I hope this information will be useful. It may contain errors, as I have not tested any code or example mentioned. I'm confident, though, that it's not all wrong. ;)

Microsoft.DirectX.Vector3.Normalize() inconsistency

Two ways to normalize a Vector3 object; by calling Vector3.Normalize() and the other by normalizing from scratch:
class Tester {
static Vector3 NormalizeVector(Vector3 v)
{
float l = v.Length();
return new Vector3(v.X / l, v.Y / l, v.Z / l);
}
public static void Main(string[] args)
{
Vector3 v = new Vector3(0.0f, 0.0f, 7.0f);
Vector3 v2 = NormalizeVector(v);
Debug.WriteLine(v2.ToString());
v.Normalize();
Debug.WriteLine(v.ToString());
}
}
The code above produces this:
X: 0
Y: 0
Z: 1
X: 0
Y: 0
Z: 0.9999999
Why?
(Bonus points: Why Me?)
Look how they implemented it (e.g. in asm).
Maybe they wanted to be faster and produced something like:
l = 1 / v.length();
return new Vector3(v.X * l, v.Y * l, v.Z * l);
to trade 2 divisions against 3 multiplications (because they thought mults were faster than divs (which is for modern fpus most often not valid)). This introduced one level more of operation, so the less precision.
This would be the often cited "premature optimization".
Don't care about this. There's always some error involved when using floats. If you're curious, try changing to double and see if this still happens.
You should expect this when using floats, the basic reason being that the computer processes in binary and this doesn't map exactly to decimal.
For an intuitive example of issues between different bases consider the fraction 1/3. It cannot be represented exactly in Decimal (it's 0.333333.....) but can be in Terniary (as 0.1).
Generally these issues are a lot less obvious with doubles, at the expense of computing costs (double the number of bits to manipulate). However in view of the fact that a float level of precision was enough to get man to the moon then you really shouldn't obsess :-)
These issues are sort of computer theory 101 (as opposed to programming 101 - which you're obviously well beyond), and if your heading towards Direct X code where similar things can come up regularly I'd suggest it might be a good idea to pick up a basic computer theory book and read it quickly.
You have here an interesting discussion about String formatting of floats.

■ **JOBS**
1. Using the thread on Vector3.Normalize() above, say whether each statement agrees with it, answering yes or no and quoting the words that decide it. (a) One reply says multiplications are faster than divisions on most modern FPUs. (b) The thread states that 1/3 can be represented exactly in ternary. (c) One reply suggests switching to double to check whether the problem still occurs.
2. Answer these questions from the thread on Vector3.Normalize() above.
(a) What X, Y and Z values does the vector created in Main have?
(b) According to the thread, what level of precision was enough to get man to the moon?
(c) What kind of book does the thread suggest picking up?

Excerpts of location labeling data
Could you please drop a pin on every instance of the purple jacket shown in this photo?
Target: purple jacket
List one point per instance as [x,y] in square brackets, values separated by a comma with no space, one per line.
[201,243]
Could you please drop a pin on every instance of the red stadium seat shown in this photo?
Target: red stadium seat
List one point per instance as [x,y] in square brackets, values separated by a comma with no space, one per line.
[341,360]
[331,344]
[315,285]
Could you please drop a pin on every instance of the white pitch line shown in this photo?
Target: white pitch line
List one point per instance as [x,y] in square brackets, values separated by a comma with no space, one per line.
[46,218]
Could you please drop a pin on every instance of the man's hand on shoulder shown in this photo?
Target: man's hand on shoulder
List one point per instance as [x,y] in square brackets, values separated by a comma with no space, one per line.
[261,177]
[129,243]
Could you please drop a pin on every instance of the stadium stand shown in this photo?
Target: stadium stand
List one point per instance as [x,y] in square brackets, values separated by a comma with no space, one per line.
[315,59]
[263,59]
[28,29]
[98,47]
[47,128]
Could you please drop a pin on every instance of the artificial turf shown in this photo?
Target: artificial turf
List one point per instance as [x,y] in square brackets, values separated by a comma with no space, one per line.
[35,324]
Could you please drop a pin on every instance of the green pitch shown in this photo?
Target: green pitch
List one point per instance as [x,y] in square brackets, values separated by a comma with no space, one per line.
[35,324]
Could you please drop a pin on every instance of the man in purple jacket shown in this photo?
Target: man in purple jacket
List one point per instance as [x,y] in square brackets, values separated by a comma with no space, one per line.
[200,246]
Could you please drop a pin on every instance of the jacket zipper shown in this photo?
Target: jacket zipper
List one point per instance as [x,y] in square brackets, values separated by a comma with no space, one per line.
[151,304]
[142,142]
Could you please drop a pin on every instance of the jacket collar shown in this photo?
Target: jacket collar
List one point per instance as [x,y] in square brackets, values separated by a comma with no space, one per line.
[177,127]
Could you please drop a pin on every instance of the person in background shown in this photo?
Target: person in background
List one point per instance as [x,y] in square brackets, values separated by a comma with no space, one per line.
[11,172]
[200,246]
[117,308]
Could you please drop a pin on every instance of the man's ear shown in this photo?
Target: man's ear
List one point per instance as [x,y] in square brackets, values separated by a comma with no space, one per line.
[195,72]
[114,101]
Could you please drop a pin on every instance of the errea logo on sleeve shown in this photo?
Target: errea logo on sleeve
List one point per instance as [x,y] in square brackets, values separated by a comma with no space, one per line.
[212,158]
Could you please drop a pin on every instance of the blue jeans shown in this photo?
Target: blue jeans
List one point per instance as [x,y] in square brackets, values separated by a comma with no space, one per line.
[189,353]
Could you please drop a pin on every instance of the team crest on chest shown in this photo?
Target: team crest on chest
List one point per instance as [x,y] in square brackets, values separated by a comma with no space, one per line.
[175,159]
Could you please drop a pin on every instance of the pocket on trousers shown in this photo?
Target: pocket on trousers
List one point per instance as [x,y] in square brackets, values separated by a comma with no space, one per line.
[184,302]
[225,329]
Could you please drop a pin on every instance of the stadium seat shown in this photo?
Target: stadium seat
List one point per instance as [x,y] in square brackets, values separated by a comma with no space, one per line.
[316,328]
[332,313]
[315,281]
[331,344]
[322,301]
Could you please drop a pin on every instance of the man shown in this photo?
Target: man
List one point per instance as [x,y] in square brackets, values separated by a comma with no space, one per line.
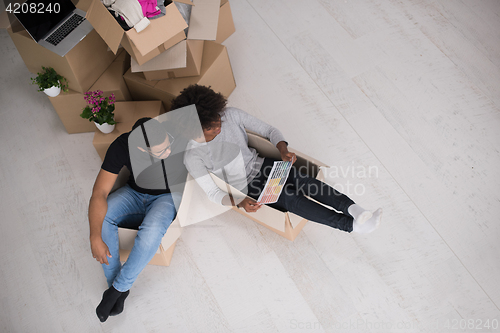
[147,202]
[223,129]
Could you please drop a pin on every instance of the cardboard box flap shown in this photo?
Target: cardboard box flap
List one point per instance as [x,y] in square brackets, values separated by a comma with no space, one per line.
[204,20]
[174,57]
[105,25]
[187,2]
[156,34]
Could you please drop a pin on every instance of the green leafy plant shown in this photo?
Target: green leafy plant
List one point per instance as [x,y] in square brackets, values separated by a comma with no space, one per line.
[99,109]
[49,78]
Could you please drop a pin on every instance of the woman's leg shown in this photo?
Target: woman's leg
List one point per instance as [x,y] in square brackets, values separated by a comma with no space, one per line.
[317,190]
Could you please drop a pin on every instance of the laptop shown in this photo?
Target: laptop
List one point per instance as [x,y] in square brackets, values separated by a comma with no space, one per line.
[56,25]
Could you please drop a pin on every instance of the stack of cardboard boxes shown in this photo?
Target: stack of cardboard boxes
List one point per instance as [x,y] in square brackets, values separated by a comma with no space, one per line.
[145,73]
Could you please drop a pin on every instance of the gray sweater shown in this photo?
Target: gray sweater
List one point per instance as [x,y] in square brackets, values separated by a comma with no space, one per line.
[229,151]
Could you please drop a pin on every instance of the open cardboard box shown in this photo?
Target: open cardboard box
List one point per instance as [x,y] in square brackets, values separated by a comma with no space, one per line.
[69,105]
[184,59]
[159,35]
[126,114]
[81,66]
[215,72]
[283,223]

■ **SOLUTIONS BY TASK**
1.
(a) No: "because they thought mults were faster than divs (which is for modern fpus most often not valid)"
(b) Yes: "but can be in Terniary (as 0.1)"
(c) Yes: "If you're curious, try changing to double and see if this still happens."

2.
(a) X is 0.0, Y is 0.0 and Z is 7.0.
(b) A float level of precision.
(c) A basic computer theory book.